Region pointing data
——————
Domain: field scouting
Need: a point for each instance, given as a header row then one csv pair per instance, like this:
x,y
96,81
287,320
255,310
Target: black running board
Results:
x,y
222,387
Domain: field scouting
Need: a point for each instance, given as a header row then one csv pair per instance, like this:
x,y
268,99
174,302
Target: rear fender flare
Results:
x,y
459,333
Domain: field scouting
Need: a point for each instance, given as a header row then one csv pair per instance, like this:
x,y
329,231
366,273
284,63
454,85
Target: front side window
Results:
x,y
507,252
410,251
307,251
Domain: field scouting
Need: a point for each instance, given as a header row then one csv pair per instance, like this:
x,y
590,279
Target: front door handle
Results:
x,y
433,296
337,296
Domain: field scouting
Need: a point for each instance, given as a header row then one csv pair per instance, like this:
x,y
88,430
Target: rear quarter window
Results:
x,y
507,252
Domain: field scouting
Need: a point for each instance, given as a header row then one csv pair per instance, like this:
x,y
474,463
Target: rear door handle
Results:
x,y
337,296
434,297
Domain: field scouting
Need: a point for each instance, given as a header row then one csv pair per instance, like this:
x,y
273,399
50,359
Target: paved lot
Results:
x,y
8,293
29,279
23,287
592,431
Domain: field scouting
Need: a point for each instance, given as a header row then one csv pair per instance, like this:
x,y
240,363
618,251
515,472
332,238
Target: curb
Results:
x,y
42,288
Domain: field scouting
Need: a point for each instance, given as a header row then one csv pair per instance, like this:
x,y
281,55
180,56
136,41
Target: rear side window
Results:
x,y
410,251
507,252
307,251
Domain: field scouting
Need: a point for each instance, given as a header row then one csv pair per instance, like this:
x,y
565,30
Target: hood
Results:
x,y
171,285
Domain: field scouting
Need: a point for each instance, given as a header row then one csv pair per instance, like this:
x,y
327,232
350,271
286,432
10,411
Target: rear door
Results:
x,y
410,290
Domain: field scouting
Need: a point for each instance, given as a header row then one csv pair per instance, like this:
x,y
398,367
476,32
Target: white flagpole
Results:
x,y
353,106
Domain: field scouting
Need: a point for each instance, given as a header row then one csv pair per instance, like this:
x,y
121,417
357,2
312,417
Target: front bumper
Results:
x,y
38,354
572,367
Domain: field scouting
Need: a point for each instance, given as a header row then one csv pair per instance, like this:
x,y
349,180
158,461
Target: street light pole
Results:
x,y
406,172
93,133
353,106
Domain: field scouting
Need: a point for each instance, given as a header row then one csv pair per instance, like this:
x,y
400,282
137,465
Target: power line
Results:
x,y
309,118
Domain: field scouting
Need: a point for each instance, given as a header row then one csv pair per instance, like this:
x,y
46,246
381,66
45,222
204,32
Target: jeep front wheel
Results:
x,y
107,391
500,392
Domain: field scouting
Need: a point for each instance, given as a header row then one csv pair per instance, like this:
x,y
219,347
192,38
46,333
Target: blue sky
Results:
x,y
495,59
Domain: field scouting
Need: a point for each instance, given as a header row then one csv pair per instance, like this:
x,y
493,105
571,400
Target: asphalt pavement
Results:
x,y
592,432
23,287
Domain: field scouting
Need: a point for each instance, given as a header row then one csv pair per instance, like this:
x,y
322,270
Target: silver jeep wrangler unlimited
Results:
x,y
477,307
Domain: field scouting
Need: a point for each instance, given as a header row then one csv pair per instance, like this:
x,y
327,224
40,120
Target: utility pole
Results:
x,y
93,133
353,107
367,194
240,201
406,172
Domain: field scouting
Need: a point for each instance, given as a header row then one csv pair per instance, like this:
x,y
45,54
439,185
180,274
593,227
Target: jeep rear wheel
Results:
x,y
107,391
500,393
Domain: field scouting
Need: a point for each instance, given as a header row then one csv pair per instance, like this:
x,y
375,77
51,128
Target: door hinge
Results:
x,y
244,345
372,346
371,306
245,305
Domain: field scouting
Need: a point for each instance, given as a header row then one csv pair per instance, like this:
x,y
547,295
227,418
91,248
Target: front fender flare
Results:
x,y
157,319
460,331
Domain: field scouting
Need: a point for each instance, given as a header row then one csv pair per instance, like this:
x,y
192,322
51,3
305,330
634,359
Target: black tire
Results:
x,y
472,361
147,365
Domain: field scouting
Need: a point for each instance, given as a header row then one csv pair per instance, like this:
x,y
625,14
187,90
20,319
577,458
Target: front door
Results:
——————
**Assignment:** With no line skipped, copy the entries exactly as written.

**Answer area:**
Domain: field scouting
Need: a point for each instance, given as a header row then one csv pair per instance, like this:
x,y
96,81
287,320
255,310
Target: black running board
Results:
x,y
222,387
Domain: field scouting
Need: a point for each instance, given as a header row then one csv pair per instance, like this:
x,y
268,99
174,302
Target: rear fender flare
Results:
x,y
459,333
Domain: field scouting
Need: a point for each instance, given as a header row then one csv pair per instance, like this:
x,y
329,231
366,273
284,63
454,85
Target: front side window
Results:
x,y
507,252
410,251
307,251
Domain: field scouting
Need: a point for each instance, given as a header row then one csv pair per instance, like this:
x,y
590,279
Target: front door handle
Results:
x,y
433,296
337,296
Domain: field scouting
Need: a point for each instance, given as a header row then one csv pair per instance, like this:
x,y
88,430
Target: rear quarter window
Results:
x,y
507,252
Domain: field scouting
Need: a point for each instance, given as a header row then one csv pair per instance, like this:
x,y
474,463
Target: rear door handle
Results:
x,y
337,296
434,297
Domain: field scouting
Need: a point for each instance, given as a header row then one csv pair per instance, like this:
x,y
273,399
50,359
Target: paved lot
Results:
x,y
8,293
29,279
23,287
592,431
Domain: field scouting
Need: a point for each instance, given as a header row then one csv pair per instance, like this:
x,y
240,363
618,251
515,472
332,238
Target: curb
Results:
x,y
42,288
Domain: field scouting
Need: a point for each instance, given as a header row then one csv pair per instance, like this:
x,y
281,55
180,56
136,41
Target: rear side window
Results:
x,y
410,251
507,252
307,251
Domain: field scouting
Need: a point for each instance, given as a header row then one csv pair per instance, like this:
x,y
565,30
Target: hood
Results:
x,y
171,285
Domain: field scouting
Need: a point for each instance, given as a header row then one csv pair per instance, like this:
x,y
327,232
350,271
286,432
10,411
Target: rear door
Results:
x,y
410,290
Domain: field scouting
Need: a point for each instance, given as a header row then one csv pair per instance, like this:
x,y
398,367
476,32
Target: white flagpole
Results:
x,y
353,106
Domain: field scouting
Need: a point for each instance, given as a header row then one csv pair per instance, like this:
x,y
121,417
357,2
312,417
Target: front bumper
Results:
x,y
38,354
572,367
Domain: field scouting
Need: a point for each instance, given as a header row then one csv pair per instance, like this:
x,y
349,180
158,461
Target: street light pole
Results:
x,y
406,172
93,133
353,106
Domain: field scouting
Need: a point for each instance, given as a header row then one csv pair per instance, like this:
x,y
400,282
137,465
Target: power line
Results:
x,y
309,118
Domain: field scouting
Need: a point for each instance, given as a header row then one csv pair per instance, like this:
x,y
46,246
381,66
45,222
204,32
Target: jeep front wheel
Results:
x,y
107,391
500,392
Domain: field scouting
Need: a point for each instance, given as a header row then one csv pair per instance, like this:
x,y
219,347
192,38
46,333
Target: blue sky
Results:
x,y
495,59
Domain: field scouting
Need: a point for each instance, given as a header row then one csv pair per instance, like this:
x,y
493,105
571,400
Target: asphalt pavement
Results:
x,y
592,432
23,287
Domain: field scouting
Need: a point for each instance, given as a header row then one csv pair per instance, like this:
x,y
322,270
Target: silver jeep wrangler unlimited
Results:
x,y
477,307
Domain: field scouting
Need: a point for each instance, given as a header row then one csv pair per instance, like this:
x,y
327,224
40,120
Target: utility pole
Results:
x,y
93,133
353,107
367,194
240,201
406,172
Domain: field scouting
Need: a point for each instance, given as a header row then one csv pair per instance, like this:
x,y
45,54
439,185
180,274
593,227
Target: jeep rear wheel
Results:
x,y
107,391
500,393
Domain: field scouting
Need: a point for each instance, given as a header row then one csv pair per instance, like this:
x,y
375,77
51,128
Target: door hinge
Results:
x,y
244,345
372,346
371,306
245,305
Domain: field scouting
Need: a point for each instance, given as a header row then one csv pair per instance, like this:
x,y
547,295
227,418
91,248
Target: front fender flare
Results:
x,y
157,319
460,331
Domain: field scouting
Need: a point for each instance, given as a header row then one csv pair per instance, like this:
x,y
192,322
51,3
305,330
634,359
Target: black tire
Results:
x,y
472,361
147,365
Domain: field scouting
Need: a point for each instance, given as a header row then one csv pair per instance, like this:
x,y
625,14
187,90
20,319
577,458
Target: front door
Results:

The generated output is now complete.